▶ [WRITTEN TASKS]
1 – Answer these from the article on water and investing:
(a) Which city has been fighting the approach of "Day Zero"?
(b) What has California's multi-year drought fueled?
(c) What combination of qualities can water offer as an investment theme?
2 – Rewrite the article on water and investing from "In South Africa, Cape" to "of devastating wildfires.", substituting "destructive" for "devastating".
3 – Extend the article on water and investing past its final sentence.

The exceptionally hot summer afflicting large parts of the planet has highlighted the precariousness of a finite resource – clean, consumable water – that we too often take for granted. By helping to bridge the gap between water supply and demand, investors can help address a critical structural problem while adding growth potential to their portfolios.
After decades of warnings, many of the world’s most critical investments in water infrastructure and technology still haven't been made
The structural imbalance between water supply and demand – and the pressure to close the gap – make water particularly attractive for investors
Water can be a defensive investment theme with prospects for high growth – a helpful combination under today’s uncertain market conditions
Amid global concerns about rising temperatures and a changing climate, recent news headlines have featured a steady stream of stories about water worries.
In South Africa, Cape Town has been fighting the rapid approach of “Day Zero” – a point when this drought-stricken city’s taps could run dry.
The US state of California is grappling with a multi-year drought that has fuelled a summer of devastating wildfires.

(Records of labeled points)

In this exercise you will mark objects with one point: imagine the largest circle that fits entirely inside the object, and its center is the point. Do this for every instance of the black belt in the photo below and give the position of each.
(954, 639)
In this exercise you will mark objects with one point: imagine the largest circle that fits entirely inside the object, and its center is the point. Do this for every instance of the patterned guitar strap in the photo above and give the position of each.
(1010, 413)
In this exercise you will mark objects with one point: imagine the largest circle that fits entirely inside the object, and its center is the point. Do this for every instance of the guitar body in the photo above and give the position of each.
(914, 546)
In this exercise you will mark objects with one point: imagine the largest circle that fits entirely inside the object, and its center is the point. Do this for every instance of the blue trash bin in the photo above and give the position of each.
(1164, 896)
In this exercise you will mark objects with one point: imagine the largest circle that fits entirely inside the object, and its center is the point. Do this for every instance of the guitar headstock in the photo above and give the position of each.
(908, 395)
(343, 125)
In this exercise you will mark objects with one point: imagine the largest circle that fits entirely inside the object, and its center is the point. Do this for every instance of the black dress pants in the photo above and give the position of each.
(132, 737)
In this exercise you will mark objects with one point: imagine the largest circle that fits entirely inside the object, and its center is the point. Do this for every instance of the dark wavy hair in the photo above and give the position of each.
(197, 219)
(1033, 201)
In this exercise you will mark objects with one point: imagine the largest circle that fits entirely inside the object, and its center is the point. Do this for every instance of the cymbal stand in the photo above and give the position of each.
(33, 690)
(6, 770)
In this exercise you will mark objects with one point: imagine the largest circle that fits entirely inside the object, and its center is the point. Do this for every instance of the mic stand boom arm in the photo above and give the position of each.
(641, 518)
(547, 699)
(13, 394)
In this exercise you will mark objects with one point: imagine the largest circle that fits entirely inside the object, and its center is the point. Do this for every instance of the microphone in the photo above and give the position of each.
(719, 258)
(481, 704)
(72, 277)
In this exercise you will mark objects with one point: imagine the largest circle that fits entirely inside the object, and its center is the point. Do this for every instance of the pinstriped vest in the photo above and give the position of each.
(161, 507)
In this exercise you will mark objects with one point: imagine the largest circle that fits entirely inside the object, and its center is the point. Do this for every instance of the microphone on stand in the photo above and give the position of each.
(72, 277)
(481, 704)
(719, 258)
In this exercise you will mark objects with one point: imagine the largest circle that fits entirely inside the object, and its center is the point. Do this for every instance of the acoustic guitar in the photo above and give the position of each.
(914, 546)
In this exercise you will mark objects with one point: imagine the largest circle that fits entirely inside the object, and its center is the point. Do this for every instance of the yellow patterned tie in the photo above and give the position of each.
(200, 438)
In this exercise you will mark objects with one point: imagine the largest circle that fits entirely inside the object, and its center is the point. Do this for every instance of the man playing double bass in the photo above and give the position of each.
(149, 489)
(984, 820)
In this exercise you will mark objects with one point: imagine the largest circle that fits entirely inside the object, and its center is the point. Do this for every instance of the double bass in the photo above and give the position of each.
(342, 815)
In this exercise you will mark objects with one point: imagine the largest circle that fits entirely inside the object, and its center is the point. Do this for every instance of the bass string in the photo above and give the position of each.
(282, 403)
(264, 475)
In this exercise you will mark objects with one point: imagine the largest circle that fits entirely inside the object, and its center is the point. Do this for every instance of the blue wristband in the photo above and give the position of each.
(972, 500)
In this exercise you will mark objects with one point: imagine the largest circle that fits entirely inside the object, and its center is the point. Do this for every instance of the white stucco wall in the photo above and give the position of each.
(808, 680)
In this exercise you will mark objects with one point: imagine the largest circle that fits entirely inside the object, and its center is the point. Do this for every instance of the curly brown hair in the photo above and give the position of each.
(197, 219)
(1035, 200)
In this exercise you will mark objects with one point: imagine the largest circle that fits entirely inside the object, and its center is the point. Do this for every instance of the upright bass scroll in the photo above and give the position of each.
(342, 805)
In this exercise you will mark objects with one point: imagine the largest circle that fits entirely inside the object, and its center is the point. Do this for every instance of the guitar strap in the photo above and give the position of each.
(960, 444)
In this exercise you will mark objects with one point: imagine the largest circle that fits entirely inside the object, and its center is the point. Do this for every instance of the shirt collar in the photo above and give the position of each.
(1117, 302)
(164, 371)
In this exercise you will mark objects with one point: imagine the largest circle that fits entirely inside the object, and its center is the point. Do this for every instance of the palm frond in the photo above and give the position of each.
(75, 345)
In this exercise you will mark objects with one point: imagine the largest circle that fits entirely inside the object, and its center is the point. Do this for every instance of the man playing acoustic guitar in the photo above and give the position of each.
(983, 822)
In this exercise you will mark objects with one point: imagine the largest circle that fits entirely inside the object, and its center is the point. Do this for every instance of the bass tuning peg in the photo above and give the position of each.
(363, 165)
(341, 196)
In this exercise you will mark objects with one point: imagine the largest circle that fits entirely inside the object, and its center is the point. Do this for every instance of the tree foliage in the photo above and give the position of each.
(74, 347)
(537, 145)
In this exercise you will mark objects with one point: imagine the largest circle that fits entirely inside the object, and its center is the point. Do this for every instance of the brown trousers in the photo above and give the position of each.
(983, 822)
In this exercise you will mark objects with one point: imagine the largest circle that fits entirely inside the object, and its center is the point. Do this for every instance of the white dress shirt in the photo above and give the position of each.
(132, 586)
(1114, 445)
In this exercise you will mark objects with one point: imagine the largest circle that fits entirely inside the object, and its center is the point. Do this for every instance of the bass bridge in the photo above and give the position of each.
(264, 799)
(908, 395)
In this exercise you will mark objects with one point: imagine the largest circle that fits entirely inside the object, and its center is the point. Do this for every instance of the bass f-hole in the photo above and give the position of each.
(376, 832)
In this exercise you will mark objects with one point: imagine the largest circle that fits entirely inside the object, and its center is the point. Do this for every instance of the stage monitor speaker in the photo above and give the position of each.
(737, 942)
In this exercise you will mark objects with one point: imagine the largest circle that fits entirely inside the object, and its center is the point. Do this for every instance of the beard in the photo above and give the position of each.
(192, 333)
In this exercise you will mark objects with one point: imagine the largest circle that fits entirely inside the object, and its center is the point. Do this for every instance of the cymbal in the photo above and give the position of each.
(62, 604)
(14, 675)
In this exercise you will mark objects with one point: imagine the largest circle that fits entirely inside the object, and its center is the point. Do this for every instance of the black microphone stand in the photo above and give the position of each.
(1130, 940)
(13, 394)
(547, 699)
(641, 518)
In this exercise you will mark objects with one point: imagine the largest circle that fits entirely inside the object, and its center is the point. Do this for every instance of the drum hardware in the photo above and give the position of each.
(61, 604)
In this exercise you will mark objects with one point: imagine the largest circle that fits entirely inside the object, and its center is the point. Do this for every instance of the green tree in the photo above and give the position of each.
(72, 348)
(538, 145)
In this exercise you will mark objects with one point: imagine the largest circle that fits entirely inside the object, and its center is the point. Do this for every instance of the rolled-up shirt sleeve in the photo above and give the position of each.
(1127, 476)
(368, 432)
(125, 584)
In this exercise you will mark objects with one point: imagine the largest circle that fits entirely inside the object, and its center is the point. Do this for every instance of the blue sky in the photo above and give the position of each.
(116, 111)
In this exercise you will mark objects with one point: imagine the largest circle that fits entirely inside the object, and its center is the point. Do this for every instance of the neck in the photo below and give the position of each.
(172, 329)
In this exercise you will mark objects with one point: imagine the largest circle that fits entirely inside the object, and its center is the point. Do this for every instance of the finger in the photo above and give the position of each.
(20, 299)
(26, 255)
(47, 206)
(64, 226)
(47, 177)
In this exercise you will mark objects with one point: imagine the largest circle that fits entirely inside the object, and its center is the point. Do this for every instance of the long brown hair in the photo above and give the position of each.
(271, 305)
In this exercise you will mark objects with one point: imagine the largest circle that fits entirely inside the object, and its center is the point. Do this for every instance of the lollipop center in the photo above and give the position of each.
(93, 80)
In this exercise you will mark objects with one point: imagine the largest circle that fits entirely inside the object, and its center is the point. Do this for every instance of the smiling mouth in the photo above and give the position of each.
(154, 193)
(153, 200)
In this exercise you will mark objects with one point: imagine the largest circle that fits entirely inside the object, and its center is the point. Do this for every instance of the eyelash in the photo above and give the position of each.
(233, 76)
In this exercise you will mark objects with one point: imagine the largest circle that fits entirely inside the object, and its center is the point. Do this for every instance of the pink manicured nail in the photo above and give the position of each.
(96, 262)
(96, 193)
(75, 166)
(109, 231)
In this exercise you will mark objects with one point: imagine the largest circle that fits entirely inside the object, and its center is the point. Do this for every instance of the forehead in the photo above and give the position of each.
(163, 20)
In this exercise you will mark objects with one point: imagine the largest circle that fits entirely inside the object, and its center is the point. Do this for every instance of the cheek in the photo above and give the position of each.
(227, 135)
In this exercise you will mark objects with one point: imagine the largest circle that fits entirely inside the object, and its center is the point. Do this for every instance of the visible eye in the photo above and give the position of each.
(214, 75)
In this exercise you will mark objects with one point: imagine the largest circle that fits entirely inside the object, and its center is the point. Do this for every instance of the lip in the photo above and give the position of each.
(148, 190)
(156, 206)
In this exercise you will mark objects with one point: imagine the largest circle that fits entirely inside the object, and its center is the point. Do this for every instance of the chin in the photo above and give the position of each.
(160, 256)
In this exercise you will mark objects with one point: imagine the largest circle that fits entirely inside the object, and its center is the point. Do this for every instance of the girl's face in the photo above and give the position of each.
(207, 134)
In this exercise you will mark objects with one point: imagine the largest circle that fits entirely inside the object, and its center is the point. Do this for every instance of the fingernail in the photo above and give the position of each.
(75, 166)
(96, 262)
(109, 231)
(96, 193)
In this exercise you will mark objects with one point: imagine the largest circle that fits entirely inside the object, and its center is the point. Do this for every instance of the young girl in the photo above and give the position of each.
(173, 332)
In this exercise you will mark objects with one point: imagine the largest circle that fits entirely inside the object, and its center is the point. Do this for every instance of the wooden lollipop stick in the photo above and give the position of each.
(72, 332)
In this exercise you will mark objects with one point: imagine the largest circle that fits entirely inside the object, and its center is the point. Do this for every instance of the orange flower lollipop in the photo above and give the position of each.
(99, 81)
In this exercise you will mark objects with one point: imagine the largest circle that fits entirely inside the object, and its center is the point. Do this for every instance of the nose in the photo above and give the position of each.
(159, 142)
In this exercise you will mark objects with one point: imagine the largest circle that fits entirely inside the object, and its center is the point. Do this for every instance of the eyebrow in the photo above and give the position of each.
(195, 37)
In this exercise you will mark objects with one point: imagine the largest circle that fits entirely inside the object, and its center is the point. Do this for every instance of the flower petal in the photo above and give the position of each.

▶ [RESPONSES BY TASK]
1 –
(a) Cape Town, in South Africa
(b) A summer of devastating wildfires
(c) It can be a defensive theme with prospects for high growth.

2 –
In South Africa, Cape Town has been fighting the rapid approach of “Day Zero” – a point when this drought-stricken city’s taps could run dry.
The US state of California is grappling with a multi-year drought that has fuelled a summer of destructive wildfires.

3 –
London is experiencing lower-than-usual rainfall, forcing it to draw much of its water from key rivers and raising fears that the United Kingdom’s capital could soon experience water-supply problems.
While clean water has always been an issue in developing nations, the fact that major cities and prosperous states are struggling to secure their water supplies illustrates the magnitude of the world’s water infrastructure problem.
Tracing water issues to their source
For decades, experts have warned about the growing risk of water shortages even as scientists and engineers developed new solutions that connect water-rich with water-scarce regions, and that improve water-usage efficiency.
Urbanisation and population growth, the rising water intensity of industrial processes, high-output farming practices and consumer lifestyle changes are all stressing the water system. While these may be slow-moving individual factors, they have combined into a powerful overall trend – one that could result in severe disruptions to farming, industry and everyday life if left unaddressed.
So what is impeding investment? One issue is that fixing the world’s water infrastructure is a costly long-term commitment, yet most parts of the water network are invisible to the average citizen. As long as water comes out of the tap, people are less inclined to worry about the hidden parts of the water cycle.
Politicians are also afraid to push for taxes or levies that could finance the construction or repair of waste-water treatment plants, or the implementation of new sewage-filtration technologies. As a result, upgrades to the water system can be all too easily pushed down the road.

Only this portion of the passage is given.